[What is expected] Everything except the pictures should be printed exactly as it appears in the records.

--------------------------------

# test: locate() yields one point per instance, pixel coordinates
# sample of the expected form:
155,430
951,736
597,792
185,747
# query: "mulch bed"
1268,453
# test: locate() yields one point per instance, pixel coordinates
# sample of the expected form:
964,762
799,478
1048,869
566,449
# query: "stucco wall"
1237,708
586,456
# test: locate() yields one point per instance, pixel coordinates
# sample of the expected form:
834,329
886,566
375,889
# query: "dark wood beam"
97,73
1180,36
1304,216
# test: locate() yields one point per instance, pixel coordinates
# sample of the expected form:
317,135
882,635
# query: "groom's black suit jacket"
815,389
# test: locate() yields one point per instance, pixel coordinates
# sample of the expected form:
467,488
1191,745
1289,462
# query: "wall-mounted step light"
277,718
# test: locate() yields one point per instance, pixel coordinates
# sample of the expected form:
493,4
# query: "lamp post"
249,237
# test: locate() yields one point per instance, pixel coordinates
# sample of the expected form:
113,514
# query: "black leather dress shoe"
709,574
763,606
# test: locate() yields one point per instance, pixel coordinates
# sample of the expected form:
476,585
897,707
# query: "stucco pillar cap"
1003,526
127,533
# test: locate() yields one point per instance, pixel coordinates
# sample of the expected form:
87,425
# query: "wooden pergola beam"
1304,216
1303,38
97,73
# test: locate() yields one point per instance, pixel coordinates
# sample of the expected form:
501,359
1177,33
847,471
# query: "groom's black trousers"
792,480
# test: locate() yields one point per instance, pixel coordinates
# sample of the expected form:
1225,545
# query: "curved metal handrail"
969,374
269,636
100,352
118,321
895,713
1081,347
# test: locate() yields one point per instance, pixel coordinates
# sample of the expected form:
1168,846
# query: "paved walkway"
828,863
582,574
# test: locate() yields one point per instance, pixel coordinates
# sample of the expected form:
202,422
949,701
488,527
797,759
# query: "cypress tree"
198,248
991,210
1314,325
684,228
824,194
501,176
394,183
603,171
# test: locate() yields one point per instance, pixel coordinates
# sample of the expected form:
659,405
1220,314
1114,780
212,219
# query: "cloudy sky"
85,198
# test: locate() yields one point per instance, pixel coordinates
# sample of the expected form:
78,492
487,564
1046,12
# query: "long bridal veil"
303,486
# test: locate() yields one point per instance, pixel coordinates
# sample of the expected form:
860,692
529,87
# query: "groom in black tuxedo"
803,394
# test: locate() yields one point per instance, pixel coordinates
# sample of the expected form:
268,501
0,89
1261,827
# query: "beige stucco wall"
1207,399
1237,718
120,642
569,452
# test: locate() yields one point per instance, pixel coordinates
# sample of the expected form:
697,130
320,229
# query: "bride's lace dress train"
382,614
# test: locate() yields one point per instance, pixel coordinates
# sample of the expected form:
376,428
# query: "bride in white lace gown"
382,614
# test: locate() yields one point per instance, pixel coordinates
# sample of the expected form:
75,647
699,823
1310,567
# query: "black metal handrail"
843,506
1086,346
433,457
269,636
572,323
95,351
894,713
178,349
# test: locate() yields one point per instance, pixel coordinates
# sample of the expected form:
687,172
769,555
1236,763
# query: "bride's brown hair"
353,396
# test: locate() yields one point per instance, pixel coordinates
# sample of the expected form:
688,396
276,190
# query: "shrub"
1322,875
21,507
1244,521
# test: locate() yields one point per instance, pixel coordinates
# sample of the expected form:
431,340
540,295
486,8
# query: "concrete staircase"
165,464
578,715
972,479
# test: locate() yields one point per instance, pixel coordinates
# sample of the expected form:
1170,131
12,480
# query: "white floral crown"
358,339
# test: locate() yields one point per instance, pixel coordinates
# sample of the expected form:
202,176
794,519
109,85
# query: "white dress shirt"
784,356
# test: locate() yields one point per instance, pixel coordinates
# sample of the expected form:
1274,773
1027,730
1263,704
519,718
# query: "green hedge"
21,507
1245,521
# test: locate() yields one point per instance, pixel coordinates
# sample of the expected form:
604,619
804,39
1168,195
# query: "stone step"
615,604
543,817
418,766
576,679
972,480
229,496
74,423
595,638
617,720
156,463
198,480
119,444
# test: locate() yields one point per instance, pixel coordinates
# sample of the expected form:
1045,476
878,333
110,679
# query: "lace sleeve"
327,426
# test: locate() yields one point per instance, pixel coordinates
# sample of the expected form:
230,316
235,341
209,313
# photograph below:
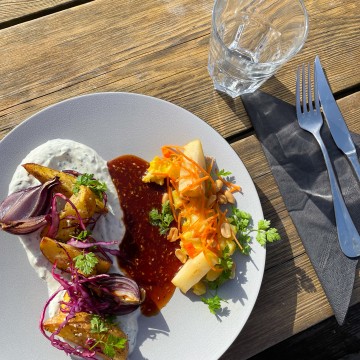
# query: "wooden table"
52,50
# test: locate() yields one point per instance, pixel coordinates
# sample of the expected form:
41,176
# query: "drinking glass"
251,39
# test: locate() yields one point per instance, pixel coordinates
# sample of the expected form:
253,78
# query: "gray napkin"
299,170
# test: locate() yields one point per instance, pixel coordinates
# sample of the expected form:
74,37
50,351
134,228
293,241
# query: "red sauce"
147,257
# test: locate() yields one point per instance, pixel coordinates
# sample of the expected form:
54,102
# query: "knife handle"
355,164
348,235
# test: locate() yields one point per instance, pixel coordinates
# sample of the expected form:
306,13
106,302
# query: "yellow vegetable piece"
60,253
194,151
159,169
193,271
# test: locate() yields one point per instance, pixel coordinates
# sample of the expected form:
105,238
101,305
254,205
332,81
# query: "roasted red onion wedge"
24,211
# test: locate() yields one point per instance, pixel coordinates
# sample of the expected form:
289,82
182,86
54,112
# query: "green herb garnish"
86,262
110,343
97,187
213,303
226,264
83,235
163,219
98,324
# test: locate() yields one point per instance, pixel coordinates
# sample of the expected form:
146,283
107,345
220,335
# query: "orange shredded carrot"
196,215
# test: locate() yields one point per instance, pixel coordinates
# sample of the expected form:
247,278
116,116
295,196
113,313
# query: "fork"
310,119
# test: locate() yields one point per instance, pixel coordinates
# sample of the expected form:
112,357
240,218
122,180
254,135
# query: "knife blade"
338,129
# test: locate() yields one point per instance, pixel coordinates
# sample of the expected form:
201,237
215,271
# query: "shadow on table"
279,298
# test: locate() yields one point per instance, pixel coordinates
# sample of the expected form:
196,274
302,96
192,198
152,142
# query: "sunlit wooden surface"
54,50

--------------------------------

[Answer space]
# test: locate() yields one point per instance, pixel coordinates
# sample of the expected form:
155,430
951,736
597,792
185,747
# query: "mulch bed"
1268,453
# test: locate() yields one point per instance, pixel coordinates
# sample of the expected form:
964,762
799,478
1048,869
566,449
# query: "stucco wall"
1237,708
586,456
# test: locate() yields one point per instance, pixel coordinates
# sample of the expected form:
834,329
886,566
375,889
# query: "dark wood beam"
97,73
1180,36
1304,216
# test: locate() yields one point per instance, pixel coordinates
# sample of the expected form:
317,135
882,635
# query: "groom's black suit jacket"
815,389
# test: locate() yields one point per instance, pixel coordinates
# sample of the expected form:
467,488
1191,745
1289,462
# query: "wall-mounted step light"
277,718
# test: locate() yields one point per instance, pixel coordinates
# sample of the expected form:
493,4
# query: "lamp post"
249,237
# test: locate() yields one point per instance, pixel coordinates
# sample of the expected form:
113,514
# query: "black leather dress shoe"
709,574
763,606
# test: locate() yields one point per instance, pixel coordinates
# sample of the expected form:
476,585
897,707
# query: "stucco pillar cap"
1003,526
127,533
# test: locate() yields one point per instance, pixel coordinates
# sample of the expected form:
87,425
# query: "wooden pergola beam"
1304,216
1303,38
97,73
# test: locate() yields one point per instance, pixel coordinates
# sample of the expected form:
501,359
1177,33
847,471
# query: "groom's black trousers"
792,480
# test: locate() yields one point per instance, pixel coordinates
# sample of the expected form:
1225,545
# query: "curved metal handrail"
969,374
269,636
100,352
118,321
895,713
1081,347
# test: locate() yields one point per instance, pixel coordinates
# sample of the expected form:
1168,846
# query: "paved walkway"
828,863
582,574
# test: locate() yields one point per instance, pixel coordinates
# sample of the expected form:
202,422
949,701
488,527
797,759
# query: "cypress tree"
198,248
991,210
1314,325
684,228
824,194
501,176
394,183
603,171
# test: locate() yields one point per instance, pixel coordinates
# sample of the expected form:
659,405
1220,314
1114,780
212,219
# query: "cloudy sky"
85,198
# test: locate() yields one point per instance, pixel coordinates
# sample of the expected form:
78,492
487,564
1046,12
# query: "long bridal veil"
303,486
# test: locate() yields one point per instance, pixel coordinates
# sample of the expected form:
860,692
529,87
# query: "groom in black tuxedo"
803,394
# test: locate() yields one point per instance, pixel coordinates
# sample of the expected form:
268,501
0,89
1261,827
# query: "beige stucco wall"
1207,399
1237,718
120,642
569,452
# test: locate() yields one point per instance, pixel coordinates
# sample of the expected form:
697,130
320,229
# query: "bride's lace dress train"
382,614
# test: locate() yields one point per instance, pixel coordinates
# sample of the expected form:
376,428
# query: "bride in white lace gown"
382,614
# test: locate() yields one point per instance, pixel coordinates
# sample of the expected form:
75,647
699,823
1310,567
# query: "black metal handrail"
843,506
1086,346
433,457
269,636
572,323
95,351
894,713
178,349
# test: locate() yields one point per instance, pixel coordinates
# sample of the expected form:
687,172
769,555
1236,763
# query: "bride's brown hair"
353,396
# test: locate() yields one point per instance, pixel coordinates
# sample of the expected form:
688,396
276,190
# query: "shrub"
1322,875
21,507
1244,521
# test: locate() yields one point per instance, pixel coordinates
# sample of the expected form:
431,340
540,295
486,8
# query: "concrete staircase"
165,464
578,715
972,479
# test: locate() yields one point per instance, pixel coordinates
# sample of the expected form:
1170,131
12,480
# query: "white floral crown"
358,339
# test: locate() yields one point per instance, pixel coordinates
# sample of the expected form:
202,176
794,519
109,85
# query: "white dress shirt"
784,356
# test: locate() yields one point per instance, pixel coordinates
# sample of the expected form:
1274,773
1027,730
1263,704
519,718
# query: "green hedge"
21,507
1245,521
# test: locate() yields one point per instance, pixel coordinates
# sample of the expected form:
604,619
804,39
1168,195
# query: "stone step"
615,604
543,817
418,766
576,679
972,480
229,496
74,423
595,638
617,720
156,463
198,480
119,444
# test: locate() yields one point per instance, pixel coordinates
# sample of the expected form:
1045,476
878,333
110,679
# query: "lace sleeve"
327,426
# test: locate() yields one point per instance, pixel coordinates
# sample of the expected form:
230,316
235,341
209,313
# photograph below:
# query: "wooden table"
52,50
# test: locate() yields one point per instance, pixel coordinates
# sample of the expected form:
41,176
# query: "drinking glass"
251,39
# test: locate() yields one point per instance, pixel coordinates
# sample of the expected form:
253,78
# query: "gray napkin"
299,170
# test: locate() yields one point per instance, pixel coordinates
# sample of the expected form:
74,37
50,351
134,228
293,241
# query: "red sauce"
147,257
# test: locate() yields one point per instance, pixel coordinates
# sample of the expected form:
54,102
# query: "knife handle"
355,164
348,235
# test: locate() yields one point per instance, pixel coordinates
# sample of the expected form:
306,13
106,302
# query: "yellow vegetable piece"
60,253
194,151
159,169
193,271
# test: locate() yields one point per instance, pixel coordinates
# sample of the expected form:
105,238
101,305
254,205
332,81
# query: "roasted red onion wedge"
24,211
# test: locate() yields one point per instance, pixel coordinates
# sample of the expected form:
289,82
182,86
54,112
# query: "green herb garnish"
86,262
110,343
97,187
213,303
226,264
83,235
163,219
98,324
# test: locate() yields one point per instance, pixel coordinates
# sample of the expected form:
146,283
107,345
220,335
# query: "orange shredded carrot"
196,215
# test: locate() yields one point per instance, pixel coordinates
# sample of the expected form:
247,278
116,116
295,196
113,313
# query: "fork"
310,119
# test: locate() yields one point per instance, pixel coordinates
# sample of the expected form:
112,357
240,218
122,180
254,135
# query: "knife blade"
338,129
# test: locate() yields one point per instance, pixel coordinates
# sample of the expected form:
201,237
215,271
# query: "shadow on table"
279,298
# test: locate() yields one point per instance, pixel coordinates
# sample of the expected form:
196,274
302,96
192,198
152,142
# query: "sunlit wooden surface"
54,50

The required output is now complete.